(Region pointing data)
- - -

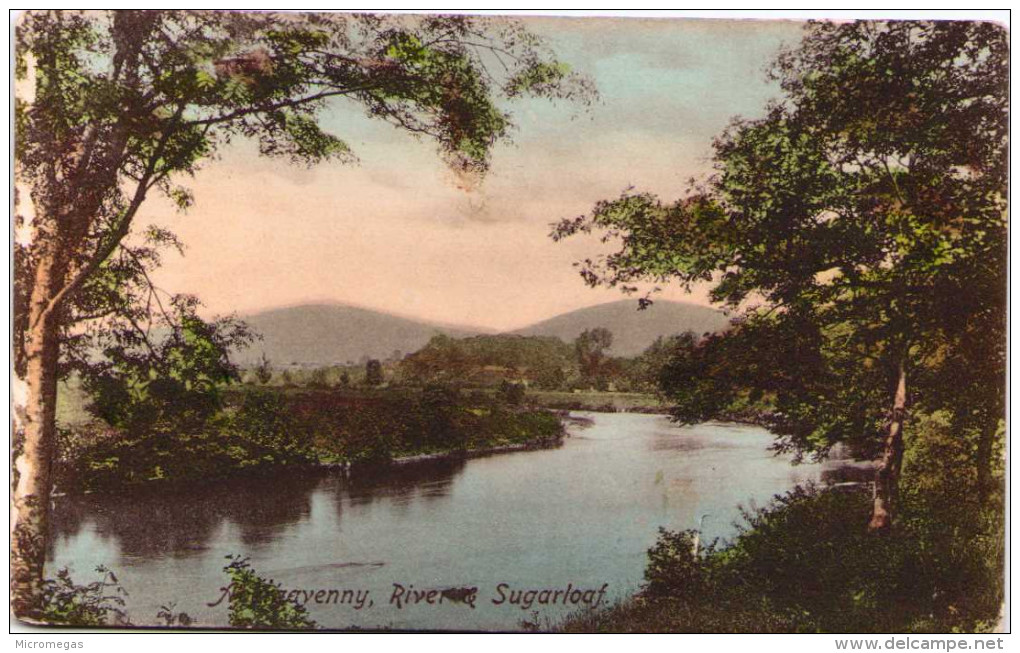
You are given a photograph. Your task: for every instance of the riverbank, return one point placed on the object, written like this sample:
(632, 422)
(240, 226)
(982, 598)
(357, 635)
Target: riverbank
(596, 401)
(260, 431)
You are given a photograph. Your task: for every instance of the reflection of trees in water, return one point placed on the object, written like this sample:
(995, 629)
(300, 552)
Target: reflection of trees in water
(183, 521)
(427, 480)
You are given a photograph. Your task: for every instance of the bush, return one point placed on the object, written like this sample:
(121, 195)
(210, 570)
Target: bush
(98, 603)
(259, 603)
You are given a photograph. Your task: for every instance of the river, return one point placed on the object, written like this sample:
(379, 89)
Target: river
(575, 519)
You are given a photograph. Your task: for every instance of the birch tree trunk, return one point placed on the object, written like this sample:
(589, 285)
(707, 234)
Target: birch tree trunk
(37, 432)
(887, 474)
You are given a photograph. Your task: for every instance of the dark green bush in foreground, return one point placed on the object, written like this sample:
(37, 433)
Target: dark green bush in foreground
(259, 603)
(807, 562)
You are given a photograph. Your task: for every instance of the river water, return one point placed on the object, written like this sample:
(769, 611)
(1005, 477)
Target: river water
(574, 519)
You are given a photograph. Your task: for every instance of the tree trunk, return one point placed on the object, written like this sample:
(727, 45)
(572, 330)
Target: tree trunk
(37, 433)
(984, 453)
(887, 474)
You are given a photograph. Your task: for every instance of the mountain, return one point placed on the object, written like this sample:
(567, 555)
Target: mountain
(315, 335)
(632, 330)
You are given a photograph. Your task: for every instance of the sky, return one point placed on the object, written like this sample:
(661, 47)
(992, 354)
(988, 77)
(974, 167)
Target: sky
(398, 232)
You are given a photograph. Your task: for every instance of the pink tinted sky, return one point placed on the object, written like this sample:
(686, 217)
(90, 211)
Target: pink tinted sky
(397, 233)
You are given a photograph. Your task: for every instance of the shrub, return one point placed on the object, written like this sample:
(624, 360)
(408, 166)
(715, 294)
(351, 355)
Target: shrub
(98, 603)
(259, 603)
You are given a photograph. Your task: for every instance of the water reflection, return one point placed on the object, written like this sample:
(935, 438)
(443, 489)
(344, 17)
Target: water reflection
(182, 523)
(582, 514)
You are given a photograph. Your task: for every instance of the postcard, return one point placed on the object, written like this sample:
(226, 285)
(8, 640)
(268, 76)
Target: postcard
(455, 322)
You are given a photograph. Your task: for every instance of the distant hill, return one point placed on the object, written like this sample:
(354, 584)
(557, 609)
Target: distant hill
(317, 335)
(632, 330)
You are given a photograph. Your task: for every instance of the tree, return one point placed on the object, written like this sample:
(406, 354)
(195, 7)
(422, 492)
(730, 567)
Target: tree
(113, 106)
(373, 372)
(591, 349)
(861, 224)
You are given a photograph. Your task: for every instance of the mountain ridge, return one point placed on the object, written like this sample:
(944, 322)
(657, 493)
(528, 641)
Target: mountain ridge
(326, 334)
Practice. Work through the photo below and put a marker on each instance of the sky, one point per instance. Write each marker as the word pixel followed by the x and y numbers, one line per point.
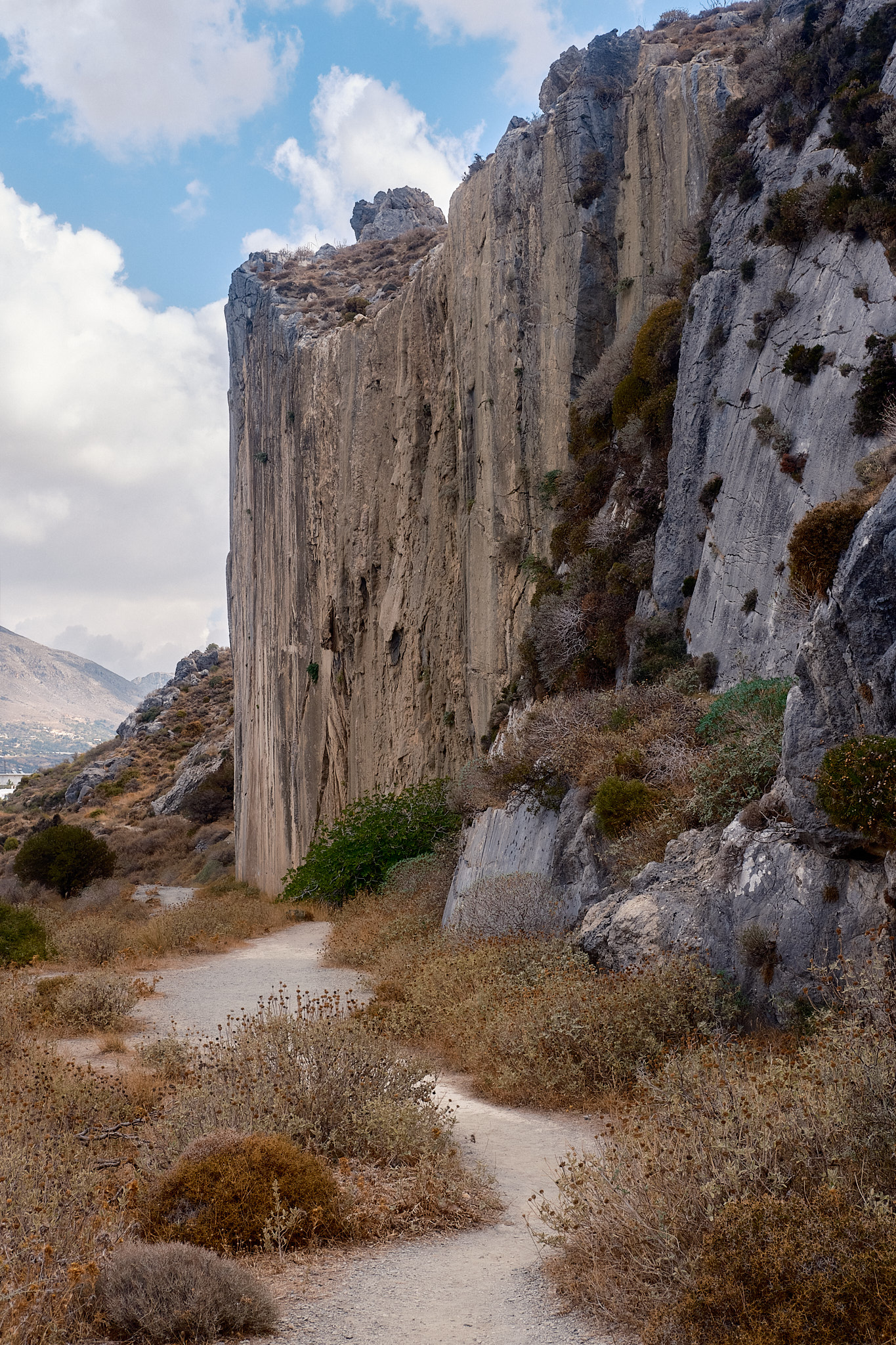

- - -

◆ **Activity**:
Your response must restate every record above exactly, with each picture omitted.

◆ **Completed task**:
You are given a photograph. Your task: for every instance of the riverbank, return one point placed on the object, written like this sample:
(632, 422)
(240, 226)
(982, 598)
(357, 635)
Target: riverbank
(596, 401)
(260, 431)
You are given a photograph. Your task: for every instance of the reflection of trees in water, return one point placed on the object, written like this sample:
(995, 629)
(300, 552)
Target: reflection of trees in water
(183, 521)
(427, 480)
You are given a photograph. Your task: for every instance of the bush, return one point placed on the object, written like this sample:
(121, 195)
(210, 570)
Target: bush
(98, 603)
(259, 603)
You are given a photograph. Your task: for every instance of the river, return one point placed on the object, written like this sample:
(379, 89)
Target: river
(575, 519)
You are given a photograph. Your task: for every instance of the birch tree trunk, return one point placed on the object, written like this sample:
(589, 285)
(707, 234)
Target: birch tree trunk
(37, 432)
(887, 474)
You are given a photograph. Your task: for every instance of the dark green bush in foreground, return one point placed on the object, written like this sample:
(37, 433)
Target: dark green bush in foreground
(259, 603)
(807, 562)
You are given a photograph. Your task: for every instance of the river water, return one point placed on the object, written like this sample:
(769, 611)
(1005, 477)
Target: river water
(574, 519)
You are given a photograph. Your task: for every instance of the tree trunk, return one point placed on the object, written like this sample:
(727, 45)
(572, 330)
Target: tree trunk
(37, 433)
(984, 453)
(887, 474)
You are given a photograph. Your task: for every instance of the mountain, return one point placed on the object, written like this sample:
(567, 555)
Target: mountain
(315, 335)
(632, 330)
You are given a photograph. Your task: for every instance of the sky, return one point placed on the object, written like this sample:
(661, 47)
(992, 354)
(988, 77)
(974, 167)
Target: sky
(398, 232)
You are given a photograph. Your task: for every instance of the pink tinted sky, return one point placed on the object, written like this sample:
(686, 217)
(90, 211)
Target: pink tinted sky
(397, 233)
You are given a photograph. Your task: for every instance of the shrub, return one point placed on the object, written like this sample:
(624, 360)
(408, 166)
(715, 294)
(351, 355)
Target: shrub
(98, 603)
(259, 603)
You are given a photograph. Your task: for every instance of the water reflection, return one point placed on the object, written like this sample:
(935, 438)
(443, 489)
(344, 17)
Target: water reflection
(182, 523)
(582, 514)
You are given a photograph. Your task: for every instance of the postcard, return one point placed on the object, written like this sample:
(226, 285)
(8, 640)
(268, 76)
Target: postcard
(455, 322)
You are given a photograph. Your task: for every instance of the distant hill, return one point placed on the object, written like this sample:
(354, 584)
(557, 609)
Target: distant hill
(317, 335)
(632, 330)
You are given a photograph. Your task: for every instance of the tree, return one point placed on the object, written like this sample:
(406, 354)
(195, 7)
(422, 492)
(730, 567)
Target: tree
(113, 106)
(373, 372)
(591, 349)
(861, 224)
You are given a photograph. Your task: for every instance of the mountain ridge, return one point placed on the object, written like this sample:
(944, 322)
(657, 493)
(528, 641)
Target: mountain ridge
(326, 334)
Practice. Work through the photo below and put a marker on each instance of the sky, one point per instance. Write each marker as the word pixel followed by the x and y numbers, one line per point.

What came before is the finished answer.